EXTRACT TO READ:
Not far from the Diamond Shoals LightTower, a shiny, new, bright red buoy bobs in the Atlantic Ocean. Soon, to the particular relief of anglers and conservationists, a similar buoy will appear to the north, near the Frying Pan Light Tower.

The deployment this past Friday of the Diamond Shoals weather and navigation buoy, designated Station 40125, provides a symbol that months of lobbying worked. After several meetings between the U.S. Coast Guard and stakeholder groups, an agreement was reached. Anglers and forecasters will continue receiving navigation and weather data that had been scheduled to be discontinued this month, and the towers will become artificial reefs instead of going to a scrap yard when they are dismantled this summer.

"We will be deploying a three-meter discus weather buoy within one mile of Frying Pan Tower," Dave Gilhousen of the National Data Buoy Center said. "The earliest we can get it out is May. But we are coordinating with a Coast Guard vessel from which the buoy will be deployed to prevent any gap in the data."

The Frying Pan buoy, which will be designated Station 41013, should increase the accuracy of weather data as well, Gilhousen said. "While the tower equipment is currently looking good, the data from the buoy will be even better," Gilhousen said. "Wind, wave and water temperature data will be more accurate because the buoy is closer to the water surface than the tower's instruments. The Corps of Engineers is also funding equipment for directional wave measurements to help them with predicting shoreline erosion and protecting structures."

A coalition of marine interests also is lobbying Congress for additional funding for weather and navigation buoys.

"The National Data Buoy Center finally has a handle on it," said Ray Rothrock, Carolina Beach mayor and charter boat captain. "Some folks have different ideas on where weather buoys to replace the tower data should be placed. We feel that the Weather Service should determine where they should go. But I have never seen such difficulty in getting people that need to talk to each other talking to each other."

The dismantling of the Diamond Shoals tower caused little worry among mariners because its weather instruments stopped functioning, but Frying Pan was another story. That tower has aided navigators in southeastern North Carolina for 40 years, and anglers heading offshore receive National Weather Service broadcasts that report wind velocities and wave-height conditions detected by the tower's instruments. Anglers also use the tower as a point of reference, and they catch fish alongside the tower itself.

PROVIDED INFORMATION:
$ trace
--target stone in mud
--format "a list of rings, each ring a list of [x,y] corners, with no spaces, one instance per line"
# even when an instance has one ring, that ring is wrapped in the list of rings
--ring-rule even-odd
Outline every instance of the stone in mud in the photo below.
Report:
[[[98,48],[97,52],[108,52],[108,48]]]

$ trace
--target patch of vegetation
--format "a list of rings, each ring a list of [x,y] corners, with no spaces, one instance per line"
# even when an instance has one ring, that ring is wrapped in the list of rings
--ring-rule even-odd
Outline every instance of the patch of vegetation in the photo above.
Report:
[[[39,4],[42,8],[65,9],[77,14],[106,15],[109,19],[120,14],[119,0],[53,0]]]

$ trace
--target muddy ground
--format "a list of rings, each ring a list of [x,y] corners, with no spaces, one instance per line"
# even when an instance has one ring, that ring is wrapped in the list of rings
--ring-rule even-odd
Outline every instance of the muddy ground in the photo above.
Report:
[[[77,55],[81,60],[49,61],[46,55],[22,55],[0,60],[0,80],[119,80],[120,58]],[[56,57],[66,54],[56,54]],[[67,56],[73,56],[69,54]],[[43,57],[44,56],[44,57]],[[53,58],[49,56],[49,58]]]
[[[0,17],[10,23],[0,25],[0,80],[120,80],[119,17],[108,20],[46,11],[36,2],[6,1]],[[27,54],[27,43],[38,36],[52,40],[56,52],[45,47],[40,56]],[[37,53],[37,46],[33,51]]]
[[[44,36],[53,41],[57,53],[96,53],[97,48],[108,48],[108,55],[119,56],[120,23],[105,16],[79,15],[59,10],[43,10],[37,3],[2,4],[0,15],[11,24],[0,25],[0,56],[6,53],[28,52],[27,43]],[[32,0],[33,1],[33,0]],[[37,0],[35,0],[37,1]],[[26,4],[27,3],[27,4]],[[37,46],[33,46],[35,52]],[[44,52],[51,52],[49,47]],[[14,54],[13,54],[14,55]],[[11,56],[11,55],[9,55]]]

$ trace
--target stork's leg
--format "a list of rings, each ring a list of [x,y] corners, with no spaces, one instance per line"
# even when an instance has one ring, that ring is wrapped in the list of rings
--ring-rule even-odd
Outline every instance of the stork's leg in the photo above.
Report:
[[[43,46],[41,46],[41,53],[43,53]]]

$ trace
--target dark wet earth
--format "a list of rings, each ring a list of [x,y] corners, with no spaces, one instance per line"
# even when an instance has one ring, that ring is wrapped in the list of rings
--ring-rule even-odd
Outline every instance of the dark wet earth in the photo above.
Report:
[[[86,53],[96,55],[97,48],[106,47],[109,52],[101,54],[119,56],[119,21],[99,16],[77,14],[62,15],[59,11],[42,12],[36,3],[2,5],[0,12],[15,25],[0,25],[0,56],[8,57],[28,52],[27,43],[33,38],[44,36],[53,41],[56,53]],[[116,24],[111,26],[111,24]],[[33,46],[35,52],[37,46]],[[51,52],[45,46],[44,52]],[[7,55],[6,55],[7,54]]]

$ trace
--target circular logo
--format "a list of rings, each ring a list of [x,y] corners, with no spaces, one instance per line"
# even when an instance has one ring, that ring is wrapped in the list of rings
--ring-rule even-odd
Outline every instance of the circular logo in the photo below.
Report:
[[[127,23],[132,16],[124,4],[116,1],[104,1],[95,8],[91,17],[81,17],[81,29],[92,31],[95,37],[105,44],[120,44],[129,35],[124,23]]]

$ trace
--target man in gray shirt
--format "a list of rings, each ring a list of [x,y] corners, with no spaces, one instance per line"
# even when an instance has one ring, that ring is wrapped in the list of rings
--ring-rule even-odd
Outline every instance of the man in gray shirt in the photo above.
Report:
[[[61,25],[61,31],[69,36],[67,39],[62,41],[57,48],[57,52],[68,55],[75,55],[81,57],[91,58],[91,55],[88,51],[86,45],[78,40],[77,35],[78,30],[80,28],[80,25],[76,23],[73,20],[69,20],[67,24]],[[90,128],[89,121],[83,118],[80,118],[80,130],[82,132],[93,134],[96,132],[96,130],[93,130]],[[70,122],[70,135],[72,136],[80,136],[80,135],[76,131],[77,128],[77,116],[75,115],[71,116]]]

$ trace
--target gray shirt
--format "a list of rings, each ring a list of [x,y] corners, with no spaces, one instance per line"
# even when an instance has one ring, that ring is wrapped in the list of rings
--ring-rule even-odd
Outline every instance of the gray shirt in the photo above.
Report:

SHORT TASK: Please quote the stretch of the buoy article from "The deployment this" through "dismantled this summer.". The records are separate material, apart from the buoy article.

ANSWER TO THE PROBLEM:
The deployment this past Friday of the Diamond Shoals weather and navigation buoy, designated Station 40125, provides a symbol that months of lobbying worked. After several meetings between the U.S. Coast Guard and stakeholder groups, an agreement was reached. Anglers and forecasters will continue receiving navigation and weather data that had been scheduled to be discontinued this month, and the towers will become artificial reefs instead of going to a scrap yard when they are dismantled this summer.